**Excerpted passage:**
--- --- ---

Quality by Design and Compliance Readiness

January 1, 2010
Chester A. Meyers, PhD, Debra Weigl

Volume 23, Issue 1

Page Number: 40–45

How will implementing Quality by Design strategies affect your compliance status?

Biopharmaceutical companies undertaking Quality by Design (QbD) initiatives find themselves in the quandary that accompanies any significant advance in life sciences manufacturing: If we implement a far-reaching change in the way we operate, what will it mean to our compliance status? In the case of QbD, the question is even more confounding because QbD represents a profound change in the nature of compliance itself.

Chester A. Meyers, PhD

The increased scientific understanding of products and processes that lies at the heart of QbD makes it possible for manufacturers and regulatory agencies to focus on critical control points and parameters necessary to ensure that products meet quality attributes. They can then base compliance on risk—the probability that as long as the multi-dimensional combination of input variables and process parameters remains within the validated design space, or are otherwise controlled to achieve specified product attributes, then product quality is ensured.

--- --- ---

**Material shown:**
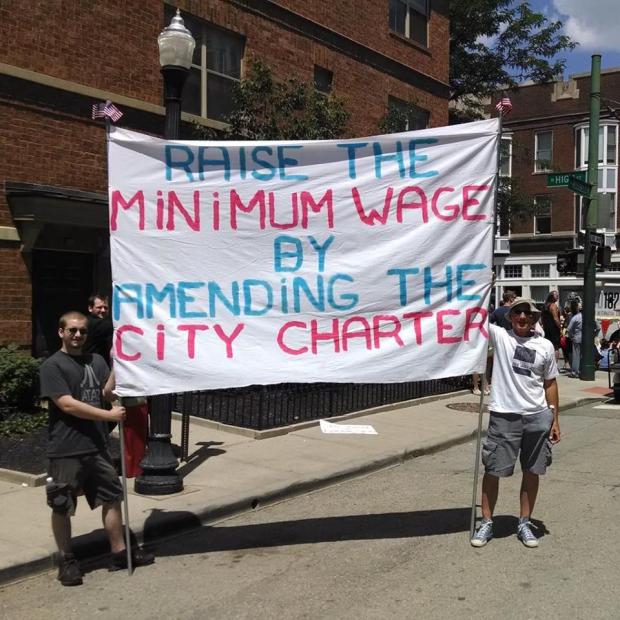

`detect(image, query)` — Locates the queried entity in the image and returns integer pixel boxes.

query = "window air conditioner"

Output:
[495,237,510,254]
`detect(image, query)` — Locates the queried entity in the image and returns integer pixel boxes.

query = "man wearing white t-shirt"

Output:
[471,298,560,547]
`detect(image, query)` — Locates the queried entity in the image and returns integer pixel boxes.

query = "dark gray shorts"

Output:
[482,409,553,478]
[46,453,123,515]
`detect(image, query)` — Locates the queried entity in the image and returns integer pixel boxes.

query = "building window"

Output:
[530,265,549,278]
[534,131,553,172]
[575,123,618,232]
[575,123,618,168]
[504,265,523,279]
[314,65,334,95]
[390,0,429,47]
[388,97,430,131]
[499,136,512,177]
[534,196,551,235]
[530,286,549,304]
[164,5,245,121]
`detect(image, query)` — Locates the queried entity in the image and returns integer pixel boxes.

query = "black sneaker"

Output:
[57,553,83,586]
[108,549,155,571]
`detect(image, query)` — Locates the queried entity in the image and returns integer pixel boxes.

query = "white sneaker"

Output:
[470,519,493,547]
[517,519,538,547]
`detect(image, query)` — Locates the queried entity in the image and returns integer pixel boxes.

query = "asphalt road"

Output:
[0,405,620,620]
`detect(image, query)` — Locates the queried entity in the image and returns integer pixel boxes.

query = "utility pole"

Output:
[581,54,601,381]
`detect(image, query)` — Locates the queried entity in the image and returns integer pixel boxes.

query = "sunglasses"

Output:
[65,327,88,336]
[512,310,534,316]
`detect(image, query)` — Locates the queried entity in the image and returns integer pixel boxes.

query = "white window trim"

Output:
[534,129,553,174]
[575,121,620,233]
[392,0,430,48]
[499,134,512,177]
[533,194,553,237]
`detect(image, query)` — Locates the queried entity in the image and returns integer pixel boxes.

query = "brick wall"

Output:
[0,0,449,346]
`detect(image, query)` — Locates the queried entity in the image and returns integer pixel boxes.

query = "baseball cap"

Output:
[508,297,540,320]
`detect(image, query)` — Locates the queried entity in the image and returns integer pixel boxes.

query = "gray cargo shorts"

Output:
[482,409,553,478]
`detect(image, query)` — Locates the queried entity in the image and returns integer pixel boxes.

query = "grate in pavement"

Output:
[446,403,488,413]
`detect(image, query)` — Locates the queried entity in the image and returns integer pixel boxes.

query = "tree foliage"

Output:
[450,0,577,120]
[196,59,349,140]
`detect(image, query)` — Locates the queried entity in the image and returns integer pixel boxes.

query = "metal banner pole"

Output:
[469,101,504,540]
[119,420,133,575]
[469,388,489,539]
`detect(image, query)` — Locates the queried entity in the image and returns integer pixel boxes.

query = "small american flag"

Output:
[495,93,512,116]
[92,100,123,123]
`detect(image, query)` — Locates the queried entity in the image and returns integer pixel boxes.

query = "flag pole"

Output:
[469,93,509,540]
[119,420,133,575]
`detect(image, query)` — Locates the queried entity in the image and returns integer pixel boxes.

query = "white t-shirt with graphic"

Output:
[489,324,558,415]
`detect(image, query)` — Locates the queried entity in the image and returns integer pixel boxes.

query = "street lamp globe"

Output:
[157,9,196,69]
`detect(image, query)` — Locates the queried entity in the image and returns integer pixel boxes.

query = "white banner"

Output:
[108,119,498,396]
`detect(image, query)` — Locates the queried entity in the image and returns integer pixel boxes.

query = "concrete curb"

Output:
[0,394,606,585]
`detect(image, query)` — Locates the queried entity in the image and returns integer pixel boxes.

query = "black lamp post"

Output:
[135,9,196,495]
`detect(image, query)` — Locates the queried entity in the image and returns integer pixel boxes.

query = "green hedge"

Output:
[0,344,42,411]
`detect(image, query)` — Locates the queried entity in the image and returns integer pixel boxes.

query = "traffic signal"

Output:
[557,250,583,276]
[596,245,611,269]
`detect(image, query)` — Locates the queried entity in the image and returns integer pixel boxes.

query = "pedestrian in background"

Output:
[541,291,562,362]
[566,300,583,379]
[489,290,517,329]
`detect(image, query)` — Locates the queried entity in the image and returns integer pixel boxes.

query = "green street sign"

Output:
[547,170,586,187]
[568,176,592,198]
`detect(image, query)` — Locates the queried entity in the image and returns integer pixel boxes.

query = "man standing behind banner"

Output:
[40,312,154,586]
[84,293,114,366]
[471,298,560,547]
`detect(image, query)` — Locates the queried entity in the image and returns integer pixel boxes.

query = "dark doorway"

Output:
[32,250,94,357]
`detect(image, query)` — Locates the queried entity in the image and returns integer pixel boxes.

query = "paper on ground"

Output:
[321,420,377,435]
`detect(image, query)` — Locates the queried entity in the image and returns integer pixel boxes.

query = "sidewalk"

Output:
[0,372,610,584]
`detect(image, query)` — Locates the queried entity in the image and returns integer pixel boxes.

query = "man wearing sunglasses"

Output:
[40,312,153,586]
[471,298,560,547]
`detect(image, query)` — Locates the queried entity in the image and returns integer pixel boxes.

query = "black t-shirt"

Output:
[40,351,110,458]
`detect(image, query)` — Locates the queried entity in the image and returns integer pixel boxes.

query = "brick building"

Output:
[495,69,620,316]
[0,0,449,355]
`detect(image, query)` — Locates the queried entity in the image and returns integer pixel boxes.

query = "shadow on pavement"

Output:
[156,508,470,556]
[177,441,226,477]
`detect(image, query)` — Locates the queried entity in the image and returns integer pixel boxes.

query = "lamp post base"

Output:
[134,471,183,495]
[134,394,183,495]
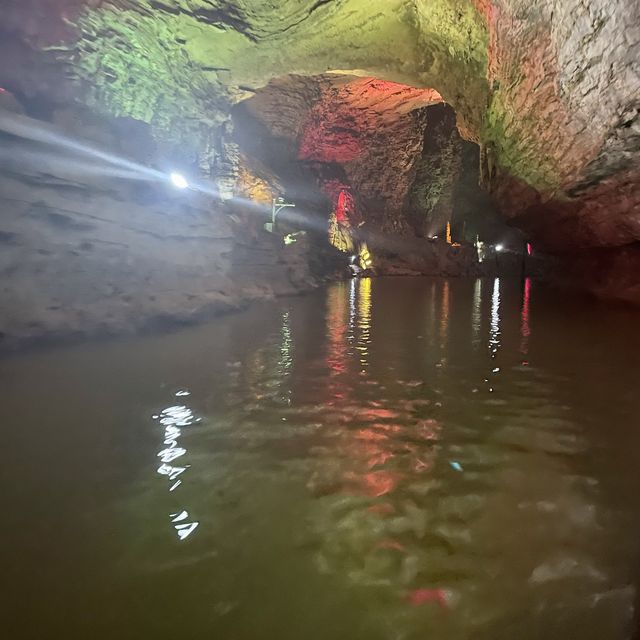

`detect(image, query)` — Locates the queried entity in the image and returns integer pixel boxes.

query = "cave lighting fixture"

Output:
[169,171,189,189]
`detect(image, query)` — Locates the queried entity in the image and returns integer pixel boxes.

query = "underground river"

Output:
[0,278,640,640]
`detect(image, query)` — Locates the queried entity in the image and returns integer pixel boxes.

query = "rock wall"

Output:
[0,110,330,349]
[0,0,640,304]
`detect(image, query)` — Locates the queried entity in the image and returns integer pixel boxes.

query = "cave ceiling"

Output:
[0,0,640,246]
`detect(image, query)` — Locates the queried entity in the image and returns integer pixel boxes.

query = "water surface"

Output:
[0,278,640,640]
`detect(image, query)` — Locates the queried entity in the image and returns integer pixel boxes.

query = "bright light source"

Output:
[169,171,189,189]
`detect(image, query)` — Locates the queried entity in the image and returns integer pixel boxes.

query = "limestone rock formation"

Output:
[0,0,640,304]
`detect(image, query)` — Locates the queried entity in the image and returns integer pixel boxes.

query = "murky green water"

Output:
[0,279,640,640]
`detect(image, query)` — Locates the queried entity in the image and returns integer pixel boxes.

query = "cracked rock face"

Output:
[0,0,640,251]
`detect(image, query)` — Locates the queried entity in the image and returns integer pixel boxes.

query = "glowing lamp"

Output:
[169,171,189,189]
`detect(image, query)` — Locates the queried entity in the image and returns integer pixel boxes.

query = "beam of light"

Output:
[0,113,166,180]
[169,171,189,189]
[440,280,449,349]
[0,112,336,232]
[520,278,531,356]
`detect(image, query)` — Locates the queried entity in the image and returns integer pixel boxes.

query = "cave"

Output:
[0,0,640,640]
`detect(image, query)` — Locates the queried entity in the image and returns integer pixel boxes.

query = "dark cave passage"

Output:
[0,0,640,640]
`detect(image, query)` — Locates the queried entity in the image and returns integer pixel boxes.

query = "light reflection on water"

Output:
[0,279,640,640]
[152,400,201,540]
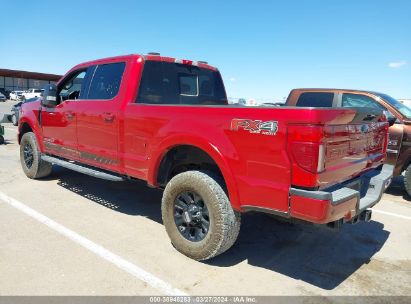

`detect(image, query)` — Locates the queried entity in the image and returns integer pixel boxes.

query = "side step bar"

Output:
[41,155,124,182]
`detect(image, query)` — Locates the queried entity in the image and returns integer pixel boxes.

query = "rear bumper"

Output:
[290,165,393,224]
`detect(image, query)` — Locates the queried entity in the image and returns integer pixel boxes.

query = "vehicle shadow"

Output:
[206,213,390,290]
[49,166,389,290]
[385,176,411,201]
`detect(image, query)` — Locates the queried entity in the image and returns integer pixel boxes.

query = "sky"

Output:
[0,0,411,100]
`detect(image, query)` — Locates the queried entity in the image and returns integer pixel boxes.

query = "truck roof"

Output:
[292,88,385,95]
[72,54,218,71]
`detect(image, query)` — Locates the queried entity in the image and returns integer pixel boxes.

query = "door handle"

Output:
[65,111,74,120]
[103,113,116,122]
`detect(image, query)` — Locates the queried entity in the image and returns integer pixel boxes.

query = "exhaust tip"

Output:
[360,209,372,222]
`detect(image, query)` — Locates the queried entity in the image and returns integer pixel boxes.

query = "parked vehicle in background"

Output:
[10,97,42,126]
[10,91,24,100]
[21,89,44,100]
[0,89,10,99]
[398,99,411,108]
[18,54,392,260]
[286,89,411,196]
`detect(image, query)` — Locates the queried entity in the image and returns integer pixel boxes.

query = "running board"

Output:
[41,155,124,182]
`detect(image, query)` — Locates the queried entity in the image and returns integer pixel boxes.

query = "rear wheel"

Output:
[161,171,240,260]
[404,164,411,196]
[20,132,53,179]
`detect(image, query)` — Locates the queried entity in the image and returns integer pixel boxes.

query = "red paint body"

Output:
[19,55,387,223]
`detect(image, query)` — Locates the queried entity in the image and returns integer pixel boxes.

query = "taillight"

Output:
[288,125,325,173]
[291,141,324,173]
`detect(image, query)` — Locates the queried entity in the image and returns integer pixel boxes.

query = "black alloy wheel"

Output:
[174,191,210,242]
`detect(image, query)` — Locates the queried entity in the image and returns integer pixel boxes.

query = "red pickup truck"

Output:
[18,54,392,260]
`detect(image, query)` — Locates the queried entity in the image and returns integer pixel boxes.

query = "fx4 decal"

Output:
[231,118,278,135]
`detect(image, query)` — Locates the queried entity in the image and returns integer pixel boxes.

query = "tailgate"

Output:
[319,108,388,188]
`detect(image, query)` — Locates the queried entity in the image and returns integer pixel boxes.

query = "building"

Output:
[398,99,411,108]
[0,69,61,92]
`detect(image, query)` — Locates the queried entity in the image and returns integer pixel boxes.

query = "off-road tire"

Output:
[161,171,241,261]
[11,114,19,126]
[20,132,53,179]
[404,164,411,196]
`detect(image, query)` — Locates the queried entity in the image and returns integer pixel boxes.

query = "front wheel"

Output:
[161,171,241,261]
[20,132,53,179]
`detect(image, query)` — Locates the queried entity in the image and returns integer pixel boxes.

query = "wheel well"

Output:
[19,122,33,143]
[157,145,226,188]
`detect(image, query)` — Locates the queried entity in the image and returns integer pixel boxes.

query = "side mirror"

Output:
[387,116,397,127]
[41,84,57,108]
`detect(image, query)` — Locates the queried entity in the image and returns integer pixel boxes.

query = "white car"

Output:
[10,91,24,100]
[21,89,44,100]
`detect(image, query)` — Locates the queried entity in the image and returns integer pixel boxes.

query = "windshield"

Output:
[376,93,411,119]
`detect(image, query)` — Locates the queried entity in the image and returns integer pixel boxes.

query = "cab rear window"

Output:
[136,61,228,105]
[297,92,334,108]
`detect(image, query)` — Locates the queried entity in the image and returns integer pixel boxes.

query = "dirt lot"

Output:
[0,110,411,295]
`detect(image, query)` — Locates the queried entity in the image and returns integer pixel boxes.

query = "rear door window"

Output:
[341,93,394,118]
[86,62,126,100]
[297,92,334,108]
[136,60,228,105]
[341,94,386,110]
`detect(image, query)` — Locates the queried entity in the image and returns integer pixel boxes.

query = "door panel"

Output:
[77,62,126,172]
[77,100,119,171]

--- --- ---

**What to work on:**
1. Change "compliance status" to "regulatory standing" in everything from "Quality by Design and" down to "of compliance itself." of the Quality by Design article, and give that part again.
2. Write what comes next in the Quality by Design article, picking up after its last sentence.

**Exercise answers:**
1.
Quality by Design and Compliance Readiness

January 1, 2010
Chester A. Meyers, PhD, Debra Weigl

Volume 23, Issue 1

Page Number: 40–45

How will implementing Quality by Design strategies affect your regulatory standing?

Biopharmaceutical companies undertaking Quality by Design (QbD) initiatives find themselves in the quandary that accompanies any significant advance in life sciences manufacturing: If we implement a far-reaching change in the way we operate, what will it mean to our regulatory standing? In the case of QbD, the question is even more confounding because QbD represents a profound change in the nature of compliance itself.

2.
For manufacturers, that will mean establishing an integrated quality system designed to accommodate the far more holistic and flexible approach to compliance that QbD requires. For regulators, it will mean understanding the decisions that manufacturers make when manufacturing their products instead of relating current good manufacturing practices (cGMPs) to a set of rigid and highly complex requirements.

Debra Weigl

QUESTIONS OF COMPLIANCE

Unfortunately, there is no template that biopharmaceutical companies can follow to establish their approach to compliance under QbD. The step 2 draft of the ICH Q11 guideline, Development and Manufacture of Drug Substances, which is intended to bring together and clarify issues related to quality systems raised in previous ICH guidelines, will not be released until late 2010. Even then, it is likely to provide only a framework for compliance, not a step-by-step guide to creating the organization, policies, and processes that are most likely to take best advantage of the opportunities promised by QbD: greater assurance of quality, reduced costs through less rework and rejected batches, and a lighter regulatory burden.

Furthermore, QbD tools will continue to evolve. Today, documentation of a design space is the preferred approach to risk-based quality assurance (QA) because we have the tools and technology to determine it. However, process analytical technology (PAT) will continue to improve and eventually could become capable of controlling a manufacturing process in real time. When that occurs, there may no longer be the need to document a wide, multidimensional design space. As long as we know how the process relates to the product output, PAT would be able to ensure product quality at all times.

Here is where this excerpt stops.